— BEGIN Records for this task —
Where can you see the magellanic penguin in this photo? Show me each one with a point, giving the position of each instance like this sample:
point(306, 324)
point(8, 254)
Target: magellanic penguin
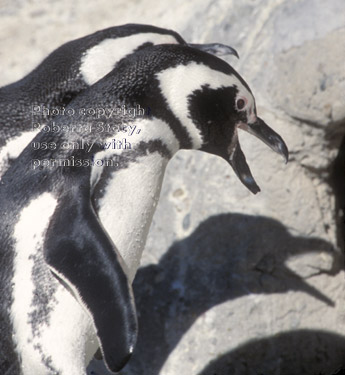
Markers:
point(27, 104)
point(75, 215)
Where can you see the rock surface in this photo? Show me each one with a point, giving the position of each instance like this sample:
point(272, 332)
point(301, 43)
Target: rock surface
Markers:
point(232, 283)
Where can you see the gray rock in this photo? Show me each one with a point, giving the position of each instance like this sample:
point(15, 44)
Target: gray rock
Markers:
point(232, 283)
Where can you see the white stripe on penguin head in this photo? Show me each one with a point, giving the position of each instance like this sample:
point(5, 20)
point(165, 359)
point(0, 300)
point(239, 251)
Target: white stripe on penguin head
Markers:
point(102, 58)
point(179, 82)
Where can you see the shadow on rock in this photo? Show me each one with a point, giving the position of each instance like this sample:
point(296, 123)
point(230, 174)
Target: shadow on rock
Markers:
point(227, 256)
point(306, 352)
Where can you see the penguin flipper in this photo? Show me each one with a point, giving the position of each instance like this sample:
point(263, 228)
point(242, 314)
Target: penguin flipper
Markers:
point(78, 251)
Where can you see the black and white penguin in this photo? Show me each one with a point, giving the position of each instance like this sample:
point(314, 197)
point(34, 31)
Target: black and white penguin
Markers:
point(75, 215)
point(67, 71)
— END Records for this task —
_Requirements_
Reproduce the data above without changes, starting with the line that contains "Where can you see the penguin" and continuing through the end of the data, with both ends included.

_Task answer_
Where can you see the penguin flipper in this photo? Show me each one with a point, giving the position of each instance like this sample:
point(263, 228)
point(242, 314)
Target: penguin flipper
Markers:
point(78, 251)
Where can you see the black and white penguin in this photo? Show me each one with a point, giving the position of each instance like this sample:
point(314, 197)
point(34, 31)
Target: black and white penguin
Markers:
point(75, 215)
point(67, 71)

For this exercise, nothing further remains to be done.